> **Exercise description**:
Give back the entire listing verbatim.

> **Input for this task**:
====

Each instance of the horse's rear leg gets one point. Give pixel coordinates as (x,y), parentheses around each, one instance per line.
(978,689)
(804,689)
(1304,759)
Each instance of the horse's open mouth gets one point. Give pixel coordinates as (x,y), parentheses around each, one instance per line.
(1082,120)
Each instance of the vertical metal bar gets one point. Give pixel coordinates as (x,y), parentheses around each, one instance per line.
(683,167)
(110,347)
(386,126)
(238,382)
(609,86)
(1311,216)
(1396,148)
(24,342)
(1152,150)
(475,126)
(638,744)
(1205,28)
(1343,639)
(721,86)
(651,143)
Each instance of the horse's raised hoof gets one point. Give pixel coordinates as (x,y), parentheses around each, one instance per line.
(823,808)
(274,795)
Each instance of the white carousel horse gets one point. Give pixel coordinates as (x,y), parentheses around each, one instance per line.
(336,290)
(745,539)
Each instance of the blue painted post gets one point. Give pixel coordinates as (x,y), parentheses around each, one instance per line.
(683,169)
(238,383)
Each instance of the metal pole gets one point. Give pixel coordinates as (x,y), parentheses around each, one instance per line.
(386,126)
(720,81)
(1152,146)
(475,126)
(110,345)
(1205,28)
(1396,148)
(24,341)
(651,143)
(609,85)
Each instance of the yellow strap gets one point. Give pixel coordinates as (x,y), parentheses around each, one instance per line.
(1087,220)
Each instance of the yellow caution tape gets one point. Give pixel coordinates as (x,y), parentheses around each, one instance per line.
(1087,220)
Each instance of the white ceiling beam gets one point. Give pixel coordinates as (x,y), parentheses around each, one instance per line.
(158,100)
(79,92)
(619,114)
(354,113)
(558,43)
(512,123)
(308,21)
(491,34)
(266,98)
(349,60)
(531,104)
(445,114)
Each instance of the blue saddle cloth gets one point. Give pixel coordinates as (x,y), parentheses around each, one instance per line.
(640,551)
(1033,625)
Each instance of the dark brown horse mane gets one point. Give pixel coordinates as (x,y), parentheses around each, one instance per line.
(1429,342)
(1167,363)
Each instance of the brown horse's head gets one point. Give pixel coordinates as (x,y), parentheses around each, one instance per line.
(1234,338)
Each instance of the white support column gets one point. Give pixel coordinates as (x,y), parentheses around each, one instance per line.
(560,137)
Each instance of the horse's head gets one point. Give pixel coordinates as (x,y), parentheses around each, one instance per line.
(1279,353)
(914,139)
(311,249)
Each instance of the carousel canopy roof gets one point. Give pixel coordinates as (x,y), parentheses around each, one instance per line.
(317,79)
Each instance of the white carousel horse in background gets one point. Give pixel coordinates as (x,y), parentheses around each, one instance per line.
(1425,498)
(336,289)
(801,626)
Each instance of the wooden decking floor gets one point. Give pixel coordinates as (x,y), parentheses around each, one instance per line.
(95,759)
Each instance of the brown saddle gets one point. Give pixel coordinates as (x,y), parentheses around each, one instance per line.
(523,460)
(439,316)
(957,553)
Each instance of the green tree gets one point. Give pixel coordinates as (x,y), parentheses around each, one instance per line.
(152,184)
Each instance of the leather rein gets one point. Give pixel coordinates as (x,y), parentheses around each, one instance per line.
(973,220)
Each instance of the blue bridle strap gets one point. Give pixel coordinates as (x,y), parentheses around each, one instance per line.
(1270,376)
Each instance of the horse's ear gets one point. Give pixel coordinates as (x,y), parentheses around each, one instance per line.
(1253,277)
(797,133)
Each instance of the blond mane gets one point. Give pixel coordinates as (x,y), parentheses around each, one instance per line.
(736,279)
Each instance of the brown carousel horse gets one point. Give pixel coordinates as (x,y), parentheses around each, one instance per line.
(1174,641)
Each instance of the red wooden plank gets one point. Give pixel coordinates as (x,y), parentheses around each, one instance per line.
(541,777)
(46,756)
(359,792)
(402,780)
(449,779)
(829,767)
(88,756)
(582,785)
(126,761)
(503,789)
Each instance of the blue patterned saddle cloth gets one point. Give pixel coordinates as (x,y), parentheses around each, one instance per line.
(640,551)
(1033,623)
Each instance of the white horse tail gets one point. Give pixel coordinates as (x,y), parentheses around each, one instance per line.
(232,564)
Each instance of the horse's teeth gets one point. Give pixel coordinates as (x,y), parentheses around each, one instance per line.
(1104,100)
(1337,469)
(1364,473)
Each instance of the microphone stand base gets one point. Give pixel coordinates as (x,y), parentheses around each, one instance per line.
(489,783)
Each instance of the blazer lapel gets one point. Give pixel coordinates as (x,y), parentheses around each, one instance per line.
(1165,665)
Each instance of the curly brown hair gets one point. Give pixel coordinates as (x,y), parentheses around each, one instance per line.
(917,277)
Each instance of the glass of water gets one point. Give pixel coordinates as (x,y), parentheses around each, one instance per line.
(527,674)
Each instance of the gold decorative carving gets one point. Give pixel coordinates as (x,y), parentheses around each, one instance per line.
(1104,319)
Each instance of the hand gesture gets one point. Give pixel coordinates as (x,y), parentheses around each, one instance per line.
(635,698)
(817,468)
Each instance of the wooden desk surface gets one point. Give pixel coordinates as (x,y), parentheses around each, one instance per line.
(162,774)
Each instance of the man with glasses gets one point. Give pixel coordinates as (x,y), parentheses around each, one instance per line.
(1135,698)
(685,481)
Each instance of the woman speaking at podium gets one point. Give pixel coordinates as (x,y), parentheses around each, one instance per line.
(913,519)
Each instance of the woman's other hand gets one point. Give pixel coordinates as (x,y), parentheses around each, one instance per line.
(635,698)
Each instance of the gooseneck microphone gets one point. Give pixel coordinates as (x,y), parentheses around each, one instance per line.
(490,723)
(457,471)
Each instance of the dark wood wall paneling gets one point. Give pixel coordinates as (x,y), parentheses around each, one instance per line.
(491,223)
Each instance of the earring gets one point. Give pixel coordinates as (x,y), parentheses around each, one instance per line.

====

> **Output for this exercise**:
Each instance of the horse's rear leg gets one point. Give pixel coordinates as (x,y), parentheses around each, one instance per line.
(978,689)
(804,689)
(1304,759)
Each instance of the horse's open mouth gets one point. Give pixel coordinates as (x,y), parentheses around each, one instance per line.
(1082,120)
Each instance of the vertical metal bar gets one point. Give pixel coordinates as (x,y), parentheses around each, one instance per line.
(683,167)
(110,347)
(386,126)
(238,382)
(609,86)
(1311,216)
(1396,148)
(24,342)
(1152,150)
(475,126)
(638,744)
(1205,28)
(1343,639)
(721,86)
(651,143)
Each instance of the horse's raised hoof gets one point. Give pixel coordinates as (x,y), parentheses around each, one instance per line.
(823,808)
(274,795)
Each instance of the white carousel horse gets one point. Give pixel coordinates as (x,y), parentheses around each, one instance per line.
(336,290)
(745,539)
Each instance of the blue painted post gets one point. Give pixel coordinates as (x,y), parentheses around each, one instance per line.
(683,169)
(238,383)
Each instance of the metal pole gets one point. Give pixel coordinates as (x,y), parentheses around each, one instance per line.
(386,126)
(720,81)
(1152,146)
(475,126)
(110,345)
(1205,28)
(1396,148)
(24,341)
(651,143)
(609,85)
Each instance of the yellow strap gets one point. Give pixel coordinates as (x,y), parentheses around each, one instance per line.
(1087,220)
Each instance of the yellow caution tape gets one point. Give pixel coordinates as (x,y), parentheses around each, one instance per line.
(1087,220)
Each instance of the white ceiling beam gets one point. Give pixel coordinates as (x,y), parentheses around each, one instance per line.
(158,100)
(79,92)
(619,114)
(354,113)
(558,43)
(512,123)
(308,21)
(491,34)
(266,98)
(349,60)
(531,104)
(445,114)
Each instance of the blue saddle cloth gets one point. Give pixel coordinates as (x,y), parentheses around each, one instance per line.
(640,551)
(1033,625)
Each instance of the dark brown horse mane gets one point. Give pixel coordinates as (x,y), parentheses around each, one instance per line.
(1429,342)
(1167,363)
Each instance of the brown horse's head gets one point. Give pixel coordinates as (x,y), parentheses around each, one instance per line.
(1234,338)
Each instance of the white support column gets one point. Give pixel coordinates as (x,y), parentheses around each, one instance per line.
(560,137)
Each instance of the horse's head gets one point. Give pixel coordinates as (x,y), parentheses around each, one instance per line.
(1279,353)
(914,139)
(311,249)
Each instance of the carousel canopy roof gets one point. Give pixel coordinates as (x,y), parentheses around each, one instance per line.
(317,79)
Each instance of the white carousel horse in background gets one point. Give pixel coordinates as (x,y), parentheses around each, one instance per line.
(1425,498)
(336,289)
(801,626)
Each instance of the wooden decking floor gets one point. Give pixel coordinates as (x,y), parentheses around each, one instance per line.
(95,759)
Each instance of the brown saddle gets one point. Give pixel coordinates as (x,y), parentheses around each, one instance per line.
(523,460)
(439,316)
(957,553)
Each instance of the green tree gets one point. Give pixel coordinates as (x,y), parentheses around each, one instance per line.
(152,184)
Each instance of the leather rein gets one point. Give pixel coordinates as (x,y), parentheses around each, one instance per line.
(973,220)
Each instance of the blue bridle strap gets one point. Give pixel coordinates as (x,y), parentheses around each, one instance per line.
(1270,376)
Each instance of the horse's ear gets one point. Give pixel coordinates as (x,y), parentheses around each, one instance per line.
(1253,277)
(797,133)
Each instance of the blond mane gets one point. Give pixel coordinates as (x,y), parentheses around each, one instance per line.
(736,279)
Each instance of the brown carousel horse gets one point. Give pixel coordinates as (x,y), parentheses around each, one instance per line.
(1174,641)
Each instance of the red wooden plank gets one point. Give pixel coordinates as (x,y), parentheses around each, one instance per line.
(541,777)
(46,756)
(359,792)
(402,780)
(449,779)
(829,767)
(88,756)
(582,785)
(126,761)
(503,789)
Each instance of the blue patterned saddle cloth gets one point. Give pixel coordinates as (x,y), parentheses around each, one instance per line.
(640,551)
(1033,623)
Each instance of the white horse tail gets one point. Give pixel coordinates as (x,y), parentheses around each, one instance per line.
(232,564)
Each instance of the horse's teeth gets one point. Give pixel coordinates as (x,y), parentheses around each, one instance per line.
(1104,100)
(1337,469)
(1364,473)
Each instance of the microphone stand base gets one point. Give pixel coordinates as (x,y), parentheses around each, one instance per line.
(489,783)
Each instance of the blazer lapel gets one point. Give pixel coordinates as (x,y), parentheses around each, one instance per line.
(1165,665)
Each instance of the curly brown hair gets one point. Give pixel coordinates as (x,y), parentheses around each, one instance per line.
(917,277)
Each instance of the glass of water gets one point. Give pixel coordinates as (x,y), parentheses around each, one instance per line.
(527,674)
Each instance of the gold decorative carving gets one point. Give pixel coordinates as (x,y), parentheses around each, one instance per line.
(1104,319)
Each instance of the hand gesture gets one point. Give pixel coordinates as (x,y), parentheses around each, one instance per line.
(635,698)
(817,468)
Each instance of the wooden desk surface gets one point. Give pixel coordinates as (x,y), parentheses around each, one instance per line.
(162,774)
Each instance of the man with glasses gets one point. Give pixel coordinates as (x,y), parentheses around each, one instance per line.
(1135,698)
(685,481)
Each instance of the woman speaking at podium gets one point. Give pixel coordinates as (x,y), parentheses around each, one instance per line.
(913,519)
Each instance of the woman's other hand gets one point. Give pixel coordinates as (x,y), parentheses around each, one instance per line.
(635,698)
Each instance of the gooseneck microphone gets one point. Give pixel coordinates as (x,y), parentheses around each, one instance per line.
(490,723)
(457,471)
Each instance of the dark wood wall paneling gets one point. Give pixel coordinates as (x,y), parentheses around each, one instance per line.
(491,223)
Each instance of the earring gets one point. Give pixel coordinates as (x,y), parentheses around each, one instance per line.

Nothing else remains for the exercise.